:: TASK DESCRIPTION ::
Repeat each entry in full, exactly.

[Stored data entries]
((

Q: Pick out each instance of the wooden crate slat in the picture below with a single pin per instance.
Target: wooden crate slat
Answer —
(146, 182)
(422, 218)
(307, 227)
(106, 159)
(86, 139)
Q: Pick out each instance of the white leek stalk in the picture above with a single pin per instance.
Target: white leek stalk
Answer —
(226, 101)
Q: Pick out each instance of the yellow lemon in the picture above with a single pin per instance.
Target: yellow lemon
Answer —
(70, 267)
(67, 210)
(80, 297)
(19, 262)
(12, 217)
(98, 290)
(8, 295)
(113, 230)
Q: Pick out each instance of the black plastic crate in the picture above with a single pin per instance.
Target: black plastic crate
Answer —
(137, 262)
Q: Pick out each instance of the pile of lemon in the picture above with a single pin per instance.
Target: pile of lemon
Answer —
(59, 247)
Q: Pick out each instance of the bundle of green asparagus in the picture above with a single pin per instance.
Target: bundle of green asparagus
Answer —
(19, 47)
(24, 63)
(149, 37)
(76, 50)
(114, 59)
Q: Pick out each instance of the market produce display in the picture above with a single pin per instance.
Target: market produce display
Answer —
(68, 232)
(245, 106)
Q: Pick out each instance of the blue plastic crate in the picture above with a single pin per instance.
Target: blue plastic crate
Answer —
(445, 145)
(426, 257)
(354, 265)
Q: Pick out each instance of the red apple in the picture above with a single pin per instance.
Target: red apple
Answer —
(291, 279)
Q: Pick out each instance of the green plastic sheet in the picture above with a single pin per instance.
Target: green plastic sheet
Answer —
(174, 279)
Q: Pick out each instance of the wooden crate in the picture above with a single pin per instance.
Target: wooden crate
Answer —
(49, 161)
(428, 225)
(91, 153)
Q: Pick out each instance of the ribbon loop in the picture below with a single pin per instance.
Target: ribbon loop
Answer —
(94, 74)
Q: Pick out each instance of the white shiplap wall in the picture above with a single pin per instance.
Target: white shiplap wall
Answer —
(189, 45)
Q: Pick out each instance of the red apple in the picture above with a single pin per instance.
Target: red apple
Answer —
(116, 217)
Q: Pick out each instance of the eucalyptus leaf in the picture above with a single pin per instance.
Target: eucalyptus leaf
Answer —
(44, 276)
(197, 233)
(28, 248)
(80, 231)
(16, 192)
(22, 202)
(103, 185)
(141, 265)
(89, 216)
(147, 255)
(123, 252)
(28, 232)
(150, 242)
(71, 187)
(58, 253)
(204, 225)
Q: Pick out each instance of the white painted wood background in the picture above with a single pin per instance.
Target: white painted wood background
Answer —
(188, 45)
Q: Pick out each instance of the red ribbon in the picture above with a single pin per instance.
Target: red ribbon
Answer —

))

:: FINISHED EXERCISE ::
Q: Pick out each instance of the wooden crate slat in the picture below with a single pin per instance.
Target: wooden crate slat
Answer —
(146, 182)
(422, 218)
(307, 227)
(106, 159)
(86, 139)
Q: Pick out each instance of the white leek stalk in the picture above with a single pin per instance.
Target: white leek stalk
Answer —
(226, 101)
Q: Pick out each instance of the yellow lemon in the picture above with a single pin per instance.
Target: yellow lemon
Answer —
(70, 267)
(67, 210)
(80, 297)
(19, 262)
(12, 217)
(98, 290)
(8, 295)
(113, 230)
Q: Pick out each instance of the black plastic crate in the picture above with a single pin per instance.
Target: black plastic crate
Answer —
(137, 262)
Q: Pick out each instance of the pile of lemon in the picture above with a single pin per instance.
Target: pile of lemon
Answer —
(59, 247)
Q: Pick out each instance of the bundle of green asparagus in the picture above with a single pin per instance.
Target: bundle of green asparagus
Answer —
(19, 47)
(24, 63)
(149, 37)
(76, 50)
(114, 59)
Q: Pick out each instance of the market produce display in the picture above with a single pin per instance.
Target: market produce display
Answer —
(68, 232)
(245, 106)
Q: Pick out each instance of the blue plastic crate in the picture above with a single pin per instance.
Target: blue plastic crate
Answer —
(445, 145)
(426, 257)
(354, 265)
Q: Pick out each instance of the red apple in the picture above with a single pin per instance.
Target: red apple
Answer —
(291, 279)
Q: Pick out each instance of the green plastic sheet in the picture above with a single pin per instance.
Target: green plastic sheet
Answer —
(174, 279)
Q: Pick out each instance of the wooden crate in the picture above with a single pin per instance.
Target: wooden crate
Answer —
(49, 161)
(428, 225)
(91, 153)
Q: Pick out each instance of the ribbon loop in the picture below with a single pin per instance.
Target: ribbon loop
Answer —
(94, 74)
Q: Pick out each instance of the white shiplap wall in the picture above with a single pin per instance.
Target: white shiplap wall
Answer —
(189, 45)
Q: Pick out each instance of the red apple in the picture above with a single pin per instance.
Target: red apple
Answer —
(116, 217)
Q: Pick out each instance of the eucalyptus leaf in the picture above with a single pin per instance.
Target: eucalyptus leaf
Answer —
(44, 276)
(197, 233)
(28, 248)
(80, 231)
(16, 192)
(22, 202)
(103, 185)
(141, 265)
(89, 216)
(147, 255)
(123, 252)
(28, 232)
(150, 242)
(71, 187)
(58, 253)
(204, 225)
Q: Pick out each instance of the white painted wood background in the picture above with a single pin per instance.
Target: white painted wood background
Answer —
(188, 45)
Q: Pick out each instance of the red ribbon in the picture above with a single pin per instance.
Target: red ribbon
Answer —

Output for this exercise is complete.